▸ Data shown
.....

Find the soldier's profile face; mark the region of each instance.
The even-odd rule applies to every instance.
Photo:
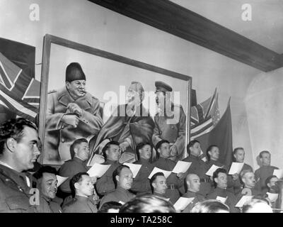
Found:
[[[279,179],[277,177],[271,178],[269,183],[270,187],[275,187],[277,181],[279,181]]]
[[[243,177],[245,186],[248,188],[253,188],[255,186],[255,178],[253,172],[247,172]]]
[[[195,156],[199,156],[200,155],[200,143],[195,143],[192,147],[190,148],[190,153]]]
[[[245,160],[245,151],[243,150],[238,150],[234,157],[237,162],[243,162]]]
[[[218,160],[219,159],[219,149],[217,147],[213,147],[209,151],[210,159]]]
[[[192,192],[197,192],[200,191],[200,179],[197,175],[190,175],[188,177],[188,189]]]
[[[141,102],[141,98],[139,92],[131,87],[129,88],[128,92],[127,93],[126,99],[127,103],[130,106],[137,106]]]
[[[107,159],[110,161],[117,161],[121,155],[121,150],[120,146],[111,144],[110,148],[106,150]]]
[[[76,189],[81,194],[89,196],[93,193],[94,186],[91,177],[88,175],[82,175],[81,181],[76,182]]]
[[[157,176],[153,184],[155,192],[165,194],[167,189],[167,183],[166,178],[164,176]]]
[[[119,175],[119,186],[122,188],[129,190],[132,187],[133,182],[133,175],[129,168],[122,169]]]
[[[86,142],[81,143],[76,146],[75,153],[82,160],[86,160],[89,155],[89,147]]]
[[[66,87],[74,99],[86,94],[86,81],[84,79],[74,80],[71,82],[66,82]]]
[[[32,169],[40,155],[38,145],[40,144],[37,131],[30,127],[24,126],[23,136],[16,142],[14,155],[17,164],[17,171],[21,172]]]
[[[162,143],[160,148],[158,148],[158,151],[160,152],[160,155],[163,157],[170,157],[169,143]]]
[[[224,172],[219,172],[216,178],[217,187],[221,189],[225,189],[227,187],[227,175]]]
[[[139,152],[141,158],[149,160],[151,157],[151,147],[149,145],[145,145]]]
[[[271,162],[271,156],[270,153],[265,153],[262,155],[261,162],[264,165],[270,165]]]
[[[58,182],[56,175],[50,172],[44,172],[40,182],[41,193],[48,199],[55,198]]]

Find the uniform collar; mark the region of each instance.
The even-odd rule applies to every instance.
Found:
[[[129,192],[128,190],[126,190],[126,189],[123,189],[122,187],[121,187],[120,186],[117,187],[116,191],[118,191],[118,192],[122,192],[122,193],[126,193],[126,194],[129,193]]]
[[[141,163],[142,165],[144,165],[144,164],[150,164],[149,161],[148,160],[146,160],[144,158],[140,158],[137,162],[137,164]]]
[[[118,161],[112,161],[110,160],[106,160],[106,161],[103,163],[104,165],[112,165],[118,163]]]
[[[161,194],[157,192],[154,192],[154,194],[160,197],[165,197],[165,194]]]
[[[77,200],[81,201],[86,201],[89,199],[88,197],[81,196],[79,196],[79,195],[76,195],[75,198]]]
[[[59,89],[57,92],[57,99],[62,105],[67,106],[69,103],[74,102],[83,109],[87,109],[91,107],[92,96],[86,92],[83,97],[74,100],[69,94],[66,87]]]
[[[0,165],[4,165],[4,166],[6,166],[6,167],[8,167],[8,168],[10,168],[10,169],[12,169],[13,170],[16,171],[16,170],[14,170],[12,167],[11,167],[10,165],[8,165],[7,163],[4,162],[2,162],[2,161],[0,161]]]
[[[187,192],[184,194],[183,196],[187,198],[191,198],[191,197],[195,197],[195,195],[196,195],[195,192],[187,190]]]
[[[77,157],[74,157],[73,160],[76,162],[79,162],[79,163],[84,163],[85,162],[83,161],[81,159],[79,159]]]

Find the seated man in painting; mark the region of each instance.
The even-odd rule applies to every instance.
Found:
[[[47,95],[44,162],[62,164],[71,159],[77,138],[98,134],[103,125],[100,101],[86,91],[86,75],[77,62],[66,69],[66,85]]]
[[[154,122],[149,112],[142,105],[144,90],[140,82],[132,82],[127,95],[127,103],[119,105],[100,131],[97,138],[90,140],[91,163],[95,153],[110,140],[119,142],[122,155],[120,163],[133,162],[137,160],[136,146],[140,143],[151,143]]]

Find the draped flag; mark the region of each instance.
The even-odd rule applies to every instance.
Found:
[[[35,122],[40,83],[0,52],[0,104],[15,115]],[[3,121],[3,119],[0,119]]]
[[[215,90],[212,97],[197,105],[200,106],[192,107],[194,114],[191,116],[191,140],[200,141],[204,150],[210,145],[217,145],[220,150],[219,162],[226,166],[232,161],[233,153],[230,99],[225,113],[220,118],[218,95]],[[202,116],[204,117],[202,118]],[[192,122],[192,117],[194,122]],[[201,157],[204,161],[207,160],[203,153]]]
[[[209,133],[219,119],[218,94],[215,89],[214,94],[211,97],[191,108],[190,140],[197,140],[202,135]],[[202,150],[200,155],[202,160],[207,161]]]

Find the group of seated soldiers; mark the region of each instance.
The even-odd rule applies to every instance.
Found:
[[[64,202],[61,200],[61,206],[55,206],[54,209],[51,208],[50,211],[96,213],[104,210],[104,206],[109,206],[109,204],[122,206],[137,196],[149,194],[166,198],[172,204],[180,196],[194,198],[185,209],[178,211],[183,213],[190,213],[199,202],[218,199],[219,197],[225,199],[223,202],[229,206],[230,212],[241,212],[241,209],[235,206],[243,195],[262,198],[267,201],[272,207],[275,206],[275,201],[270,201],[267,193],[278,193],[275,182],[279,179],[273,175],[274,170],[278,168],[270,165],[270,153],[268,151],[260,153],[262,166],[255,172],[249,165],[244,163],[239,175],[228,175],[230,167],[219,162],[219,148],[216,145],[209,146],[207,150],[208,161],[204,162],[200,156],[200,143],[195,140],[187,145],[189,155],[183,160],[191,162],[186,172],[171,172],[167,178],[163,172],[156,172],[149,179],[155,167],[172,171],[176,165],[170,159],[168,141],[160,141],[155,148],[158,158],[151,162],[151,144],[142,143],[137,146],[139,160],[134,163],[142,166],[133,178],[130,168],[119,162],[121,155],[119,143],[109,142],[103,148],[104,157],[98,155],[100,160],[98,161],[110,165],[110,167],[100,178],[97,179],[90,177],[86,172],[89,169],[86,165],[89,152],[88,141],[85,139],[75,140],[70,149],[72,159],[63,164],[58,172],[47,166],[38,171],[49,172],[49,175],[53,172],[54,182],[52,190],[54,192],[57,191],[57,172],[60,176],[69,177],[57,192],[57,196]],[[233,156],[234,162],[243,162],[243,148],[235,148]],[[213,173],[212,177],[209,177],[206,173],[213,165],[221,167]],[[42,173],[39,176],[42,176]],[[35,177],[40,178],[37,173]],[[50,201],[58,200],[55,194],[52,195]]]
[[[278,168],[270,165],[270,153],[266,150],[260,153],[262,165],[255,172],[244,163],[237,172],[239,174],[229,175],[231,167],[219,161],[219,148],[208,148],[205,162],[200,143],[195,140],[187,145],[188,156],[182,162],[190,163],[190,167],[185,172],[175,173],[173,170],[178,163],[171,160],[168,141],[156,144],[158,157],[153,162],[151,145],[143,143],[137,145],[138,160],[134,164],[139,164],[140,169],[133,177],[131,168],[119,162],[122,153],[119,143],[112,140],[104,146],[103,156],[98,155],[95,158],[95,162],[108,165],[98,178],[88,174],[89,148],[84,138],[73,143],[71,159],[57,170],[36,162],[40,140],[36,126],[30,121],[24,118],[6,121],[0,126],[0,212],[96,213],[117,211],[125,204],[121,211],[139,201],[157,201],[154,198],[163,199],[166,203],[161,203],[169,204],[168,210],[172,210],[180,197],[187,201],[184,198],[190,198],[191,202],[178,212],[190,213],[197,206],[213,204],[207,202],[212,199],[221,200],[222,206],[230,212],[240,212],[241,206],[236,205],[244,195],[253,196],[275,207],[277,201],[270,199],[270,196],[278,194],[282,189],[278,185],[282,182],[274,175]],[[233,156],[234,162],[243,165],[243,148],[235,148]],[[207,172],[213,165],[219,168],[209,177]],[[154,174],[155,167],[161,170]],[[170,175],[165,176],[164,171]],[[59,176],[67,179],[58,187],[58,180],[62,179]]]

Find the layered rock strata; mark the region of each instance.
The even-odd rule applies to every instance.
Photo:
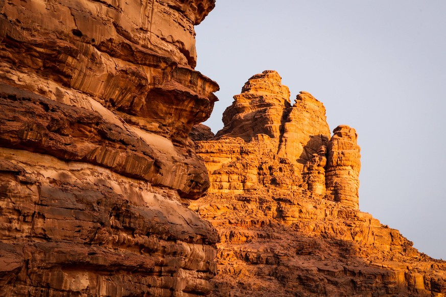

.....

▸ Task instructions
Starting at the line that contains "Find the layered" and ending at the end of the material, write the lines out again with "rock strata" replaced by "sandstone layers" and nothing else changed. Leave the pictures out of your answer.

▸ Exercise result
Find the layered sandstone layers; mark the region of each instance.
The even-odd rule applies to every instance.
Photo:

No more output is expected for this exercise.